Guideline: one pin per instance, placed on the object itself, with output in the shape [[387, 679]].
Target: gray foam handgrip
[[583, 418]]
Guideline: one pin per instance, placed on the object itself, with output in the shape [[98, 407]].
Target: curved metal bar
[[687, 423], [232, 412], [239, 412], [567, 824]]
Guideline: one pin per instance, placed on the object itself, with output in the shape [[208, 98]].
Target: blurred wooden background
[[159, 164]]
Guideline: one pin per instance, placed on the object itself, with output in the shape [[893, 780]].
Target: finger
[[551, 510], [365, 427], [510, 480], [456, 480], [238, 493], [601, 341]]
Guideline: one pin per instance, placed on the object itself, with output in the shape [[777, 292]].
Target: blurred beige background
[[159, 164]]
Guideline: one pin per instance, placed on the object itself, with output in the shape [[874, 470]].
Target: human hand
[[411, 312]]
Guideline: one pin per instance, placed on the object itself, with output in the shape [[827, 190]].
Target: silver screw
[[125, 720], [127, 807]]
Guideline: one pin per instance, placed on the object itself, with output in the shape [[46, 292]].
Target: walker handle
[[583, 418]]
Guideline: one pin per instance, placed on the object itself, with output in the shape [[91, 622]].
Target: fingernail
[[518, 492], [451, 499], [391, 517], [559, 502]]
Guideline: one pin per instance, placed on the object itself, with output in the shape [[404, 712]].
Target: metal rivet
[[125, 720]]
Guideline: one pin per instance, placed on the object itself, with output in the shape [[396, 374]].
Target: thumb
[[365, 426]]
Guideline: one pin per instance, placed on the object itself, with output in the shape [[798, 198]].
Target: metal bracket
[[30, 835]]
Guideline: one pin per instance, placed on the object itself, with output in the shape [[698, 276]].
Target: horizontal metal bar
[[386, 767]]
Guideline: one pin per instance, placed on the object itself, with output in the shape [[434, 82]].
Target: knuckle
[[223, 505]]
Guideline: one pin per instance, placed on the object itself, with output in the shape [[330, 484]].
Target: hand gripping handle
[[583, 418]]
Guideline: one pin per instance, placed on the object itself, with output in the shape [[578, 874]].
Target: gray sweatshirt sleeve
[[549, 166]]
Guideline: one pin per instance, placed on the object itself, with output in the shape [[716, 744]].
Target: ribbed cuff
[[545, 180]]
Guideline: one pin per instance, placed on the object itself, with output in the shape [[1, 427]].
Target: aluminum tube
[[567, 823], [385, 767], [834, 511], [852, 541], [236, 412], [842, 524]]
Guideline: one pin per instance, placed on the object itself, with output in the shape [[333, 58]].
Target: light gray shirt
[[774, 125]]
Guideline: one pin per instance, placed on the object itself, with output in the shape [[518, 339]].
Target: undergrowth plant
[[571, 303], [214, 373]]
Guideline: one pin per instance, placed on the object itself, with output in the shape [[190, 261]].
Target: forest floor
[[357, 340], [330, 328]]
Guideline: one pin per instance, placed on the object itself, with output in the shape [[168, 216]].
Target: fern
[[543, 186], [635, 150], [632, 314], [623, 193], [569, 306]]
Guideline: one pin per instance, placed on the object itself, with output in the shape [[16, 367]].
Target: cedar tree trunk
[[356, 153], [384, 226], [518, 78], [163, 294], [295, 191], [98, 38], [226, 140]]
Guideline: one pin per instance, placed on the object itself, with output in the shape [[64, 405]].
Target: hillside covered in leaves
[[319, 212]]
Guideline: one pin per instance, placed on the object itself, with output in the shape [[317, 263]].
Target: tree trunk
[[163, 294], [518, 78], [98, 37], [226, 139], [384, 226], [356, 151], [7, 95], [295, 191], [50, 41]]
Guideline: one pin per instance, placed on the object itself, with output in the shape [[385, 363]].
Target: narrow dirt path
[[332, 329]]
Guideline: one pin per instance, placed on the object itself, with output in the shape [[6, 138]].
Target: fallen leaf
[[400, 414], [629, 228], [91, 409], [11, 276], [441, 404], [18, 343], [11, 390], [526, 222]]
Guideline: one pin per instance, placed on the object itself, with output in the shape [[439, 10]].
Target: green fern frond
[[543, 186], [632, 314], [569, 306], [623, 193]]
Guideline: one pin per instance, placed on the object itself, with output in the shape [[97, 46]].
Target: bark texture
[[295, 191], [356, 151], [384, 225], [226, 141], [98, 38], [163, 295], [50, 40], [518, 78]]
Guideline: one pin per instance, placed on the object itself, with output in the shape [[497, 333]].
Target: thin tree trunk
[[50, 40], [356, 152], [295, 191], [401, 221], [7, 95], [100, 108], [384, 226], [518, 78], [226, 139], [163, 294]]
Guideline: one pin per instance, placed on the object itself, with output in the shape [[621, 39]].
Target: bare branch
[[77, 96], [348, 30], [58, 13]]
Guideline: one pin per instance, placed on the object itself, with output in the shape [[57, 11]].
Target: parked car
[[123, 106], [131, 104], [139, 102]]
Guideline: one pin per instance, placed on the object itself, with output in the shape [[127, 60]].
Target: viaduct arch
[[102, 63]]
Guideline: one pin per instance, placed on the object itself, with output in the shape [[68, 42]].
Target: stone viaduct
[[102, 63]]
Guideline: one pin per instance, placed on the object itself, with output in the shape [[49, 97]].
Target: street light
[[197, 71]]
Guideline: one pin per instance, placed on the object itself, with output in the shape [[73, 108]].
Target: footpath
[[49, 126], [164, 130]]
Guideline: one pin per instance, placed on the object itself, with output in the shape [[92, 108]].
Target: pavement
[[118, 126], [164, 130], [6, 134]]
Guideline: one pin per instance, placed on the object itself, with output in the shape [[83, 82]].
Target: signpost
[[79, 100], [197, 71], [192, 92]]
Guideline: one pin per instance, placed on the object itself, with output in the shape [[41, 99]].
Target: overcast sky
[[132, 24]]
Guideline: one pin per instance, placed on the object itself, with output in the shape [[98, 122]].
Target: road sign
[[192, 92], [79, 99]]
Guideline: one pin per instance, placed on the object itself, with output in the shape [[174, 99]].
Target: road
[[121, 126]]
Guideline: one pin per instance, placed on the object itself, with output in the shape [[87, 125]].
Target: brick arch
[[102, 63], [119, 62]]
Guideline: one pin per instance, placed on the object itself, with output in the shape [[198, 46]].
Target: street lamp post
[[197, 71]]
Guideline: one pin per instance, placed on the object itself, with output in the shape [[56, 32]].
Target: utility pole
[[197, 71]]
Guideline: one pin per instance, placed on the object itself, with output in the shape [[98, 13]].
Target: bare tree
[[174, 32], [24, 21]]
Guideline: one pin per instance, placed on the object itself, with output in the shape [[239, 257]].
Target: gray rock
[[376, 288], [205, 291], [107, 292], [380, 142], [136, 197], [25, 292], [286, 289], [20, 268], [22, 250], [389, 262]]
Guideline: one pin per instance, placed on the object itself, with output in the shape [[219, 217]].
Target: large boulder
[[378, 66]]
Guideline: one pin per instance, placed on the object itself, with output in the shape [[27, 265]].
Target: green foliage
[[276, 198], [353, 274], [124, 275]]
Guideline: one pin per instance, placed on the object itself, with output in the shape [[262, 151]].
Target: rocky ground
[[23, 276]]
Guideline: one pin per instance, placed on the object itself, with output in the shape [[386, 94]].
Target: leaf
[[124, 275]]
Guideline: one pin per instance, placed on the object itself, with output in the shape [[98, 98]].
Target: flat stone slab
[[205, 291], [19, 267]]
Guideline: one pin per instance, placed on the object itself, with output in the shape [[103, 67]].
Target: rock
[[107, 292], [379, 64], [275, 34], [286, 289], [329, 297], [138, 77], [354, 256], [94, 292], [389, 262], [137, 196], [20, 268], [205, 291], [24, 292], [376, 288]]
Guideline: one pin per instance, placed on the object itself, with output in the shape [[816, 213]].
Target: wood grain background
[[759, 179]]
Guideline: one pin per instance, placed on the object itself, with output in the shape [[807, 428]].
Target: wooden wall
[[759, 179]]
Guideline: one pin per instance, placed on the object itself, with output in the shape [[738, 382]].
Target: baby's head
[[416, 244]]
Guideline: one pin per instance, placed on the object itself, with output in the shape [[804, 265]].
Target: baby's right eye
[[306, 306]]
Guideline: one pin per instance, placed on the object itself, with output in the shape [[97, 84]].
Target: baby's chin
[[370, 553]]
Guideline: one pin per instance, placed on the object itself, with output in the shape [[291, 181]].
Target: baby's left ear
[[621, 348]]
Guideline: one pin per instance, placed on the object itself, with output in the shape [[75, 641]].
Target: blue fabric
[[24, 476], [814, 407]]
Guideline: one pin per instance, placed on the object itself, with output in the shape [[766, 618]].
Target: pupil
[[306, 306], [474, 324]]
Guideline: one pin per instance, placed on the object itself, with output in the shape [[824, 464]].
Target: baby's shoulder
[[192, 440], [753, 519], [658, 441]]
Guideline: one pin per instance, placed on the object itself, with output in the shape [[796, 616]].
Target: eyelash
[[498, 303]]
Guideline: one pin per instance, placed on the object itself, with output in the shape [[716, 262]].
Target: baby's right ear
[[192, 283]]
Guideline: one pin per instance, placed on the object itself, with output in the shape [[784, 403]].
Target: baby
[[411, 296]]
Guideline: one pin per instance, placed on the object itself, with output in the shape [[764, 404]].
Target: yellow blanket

-- -- --

◆ **TASK STATEMENT**
Render the part that runs from the start of the rows through the line containing "[[411, 312]]" as a Markdown table. Use the columns Line and Text, number each line in order, and omit any blank lines.

◆ **TASK SOLUTION**
| Line | Text |
|---|---|
| 1 | Guideline: one pin per instance, placed on the object itself, with output in the shape [[387, 679]]. |
| 2 | Target: gray foam handgrip |
| 3 | [[583, 418]] |
| 4 | Guideline: one pin per instance, placed on the object itself, with output in the shape [[98, 407]]. |
| 5 | Target: curved metal bar |
| 6 | [[687, 423], [232, 412], [239, 412], [567, 824]] |
| 7 | Guideline: one pin per instance, placed on the object itself, with output in the shape [[208, 98]]. |
| 8 | Target: blurred wooden background |
| 9 | [[159, 164]] |
| 10 | Guideline: one pin per instance, placed on the object itself, with output in the shape [[893, 780]]. |
| 11 | Target: finger |
| 12 | [[551, 510], [365, 427], [510, 480], [456, 480], [238, 493], [601, 341]] |
| 13 | Guideline: one pin per instance, placed on the object itself, with output in the shape [[777, 292]]. |
| 14 | Target: blurred beige background |
| 15 | [[159, 164]] |
| 16 | Guideline: one pin per instance, placed on the object itself, with output in the shape [[874, 470]]. |
| 17 | Target: human hand |
| 18 | [[411, 312]] |